**Request**
Reproduce all of the data below word for word, omitting any pictures from your answer.

☆ ☆ ☆ ☆ ☆

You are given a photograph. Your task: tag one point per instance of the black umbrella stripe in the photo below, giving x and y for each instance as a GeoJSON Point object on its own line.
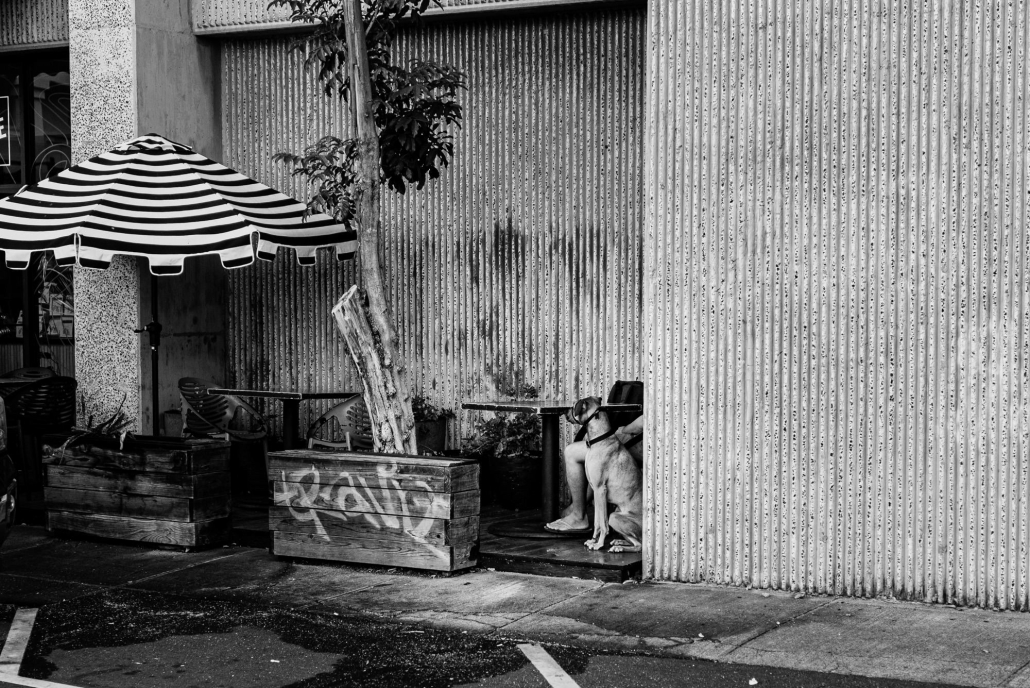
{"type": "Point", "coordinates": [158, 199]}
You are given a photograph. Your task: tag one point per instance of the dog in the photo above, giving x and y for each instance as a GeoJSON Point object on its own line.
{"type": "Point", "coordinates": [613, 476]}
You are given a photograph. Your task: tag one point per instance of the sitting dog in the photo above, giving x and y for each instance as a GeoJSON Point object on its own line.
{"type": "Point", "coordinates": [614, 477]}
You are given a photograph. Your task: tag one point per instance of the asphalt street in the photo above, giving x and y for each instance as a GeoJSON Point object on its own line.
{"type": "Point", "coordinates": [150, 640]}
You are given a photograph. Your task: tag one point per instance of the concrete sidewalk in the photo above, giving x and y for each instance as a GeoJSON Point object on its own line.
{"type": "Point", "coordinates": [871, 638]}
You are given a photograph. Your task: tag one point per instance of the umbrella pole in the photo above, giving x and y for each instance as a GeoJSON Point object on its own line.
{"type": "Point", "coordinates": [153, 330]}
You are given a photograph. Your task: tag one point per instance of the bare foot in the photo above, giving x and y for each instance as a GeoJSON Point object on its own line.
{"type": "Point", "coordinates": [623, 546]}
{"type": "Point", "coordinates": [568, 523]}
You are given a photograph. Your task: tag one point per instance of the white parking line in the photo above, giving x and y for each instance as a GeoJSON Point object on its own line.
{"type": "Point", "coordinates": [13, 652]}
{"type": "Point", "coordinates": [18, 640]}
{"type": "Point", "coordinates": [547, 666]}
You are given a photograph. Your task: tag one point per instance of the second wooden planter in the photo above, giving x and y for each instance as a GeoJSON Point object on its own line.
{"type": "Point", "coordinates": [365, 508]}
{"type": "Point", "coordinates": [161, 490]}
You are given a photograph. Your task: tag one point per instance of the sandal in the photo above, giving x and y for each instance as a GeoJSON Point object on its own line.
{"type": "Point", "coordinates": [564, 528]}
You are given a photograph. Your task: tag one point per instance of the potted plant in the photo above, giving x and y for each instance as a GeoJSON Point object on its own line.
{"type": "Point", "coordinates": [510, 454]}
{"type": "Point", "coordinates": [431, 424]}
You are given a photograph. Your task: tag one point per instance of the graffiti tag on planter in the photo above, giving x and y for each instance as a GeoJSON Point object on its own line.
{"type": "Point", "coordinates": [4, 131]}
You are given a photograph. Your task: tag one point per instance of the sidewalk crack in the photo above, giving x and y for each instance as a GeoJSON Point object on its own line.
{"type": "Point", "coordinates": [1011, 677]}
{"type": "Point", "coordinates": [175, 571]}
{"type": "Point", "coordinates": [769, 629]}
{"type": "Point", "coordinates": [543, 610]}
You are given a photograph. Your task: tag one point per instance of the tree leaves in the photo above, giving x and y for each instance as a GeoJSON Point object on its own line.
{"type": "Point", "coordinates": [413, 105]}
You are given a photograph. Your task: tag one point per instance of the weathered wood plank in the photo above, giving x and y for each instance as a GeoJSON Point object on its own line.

☆ ☆ ☆ ☆ ☆

**Solution for this task**
You are given a photograph. Your task: tag one point per instance of the black umbrella stripe in the photo below, giving x and y for each instance as a GeoJSON Point object on its own line.
{"type": "Point", "coordinates": [158, 199]}
You are given a photograph. Your task: tag one point per instance of the dog in the photo above, giving x and y for each instance as a GeoJSON Point object on its own line.
{"type": "Point", "coordinates": [613, 476]}
You are given a photograph. Your task: tag one point per instance of the sitting dog in the photo above, giving x and y for each instance as a GeoJSON Point object on its own line.
{"type": "Point", "coordinates": [614, 477]}
You are given a photograph. Your task: tag one point per instance of the asphalt street in the photo above, giving x and y for each instance as a GeoJSON Point object on its own line.
{"type": "Point", "coordinates": [150, 640]}
You are given a photograph. Your task: tag one point per instance of the concrete sidewalk in the photo above, giving x and y for each instance as a GeoJSON Point object on its own line.
{"type": "Point", "coordinates": [871, 638]}
You are given a photograph. Your task: tag one point per instance of the umbrella pole in the photo above, giving x and y for each instance as a GeoJSON Point object on its own line.
{"type": "Point", "coordinates": [153, 330]}
You are given a photograph. Your task: tag one point per instance of the bare foot in the photo above, giving x and y for each instance as a GeoJSON Point object on its own line.
{"type": "Point", "coordinates": [623, 546]}
{"type": "Point", "coordinates": [568, 523]}
You are given a photograph. Your task: tag one point per instance of the white parking line in the photo above, giving x and y for each instance as a GeoJSON Point object on its own line.
{"type": "Point", "coordinates": [13, 652]}
{"type": "Point", "coordinates": [18, 640]}
{"type": "Point", "coordinates": [547, 666]}
You are given a photograph. Your task: tag one point per instance of the second wooden planter in the photo above, giving x and y for each instance as a GeoJSON Point object on its own line.
{"type": "Point", "coordinates": [365, 508]}
{"type": "Point", "coordinates": [161, 490]}
You are given a photograph. Your task: tag one point per instance of the sandal in the photo above, giving x and y for each instance as a GeoJSON Point object on its own line.
{"type": "Point", "coordinates": [564, 528]}
You are given a photograph. Your task: tag one point per instance of the potted plant in the photo above, giving x and y for each instance as a GeoJSON Point object on its own line.
{"type": "Point", "coordinates": [510, 454]}
{"type": "Point", "coordinates": [431, 424]}
You are given a photograph. Your task: tag one point per instance of the graffiti tag on planter in the photo above, giving x and y for each instance as a GeoJSON Point object on its own line.
{"type": "Point", "coordinates": [4, 131]}
You are given a photograph. Your task: tag one point per instance of the sidewalk crack in the photo above, giving x and y for each instance as a GeoJSON Point object on its own line.
{"type": "Point", "coordinates": [1011, 677]}
{"type": "Point", "coordinates": [175, 571]}
{"type": "Point", "coordinates": [769, 629]}
{"type": "Point", "coordinates": [543, 610]}
You are given a photograph. Your task: tag one point per instance of the tree leaves in the photo above, giving x and y for each instance as a GeoJSON Point object on its own line.
{"type": "Point", "coordinates": [413, 105]}
You are given a photograph. Your task: tag one point per instance of the weathered wood plank in the photo above, giving x and y for each instance as a GeoJSON Point object on its own line.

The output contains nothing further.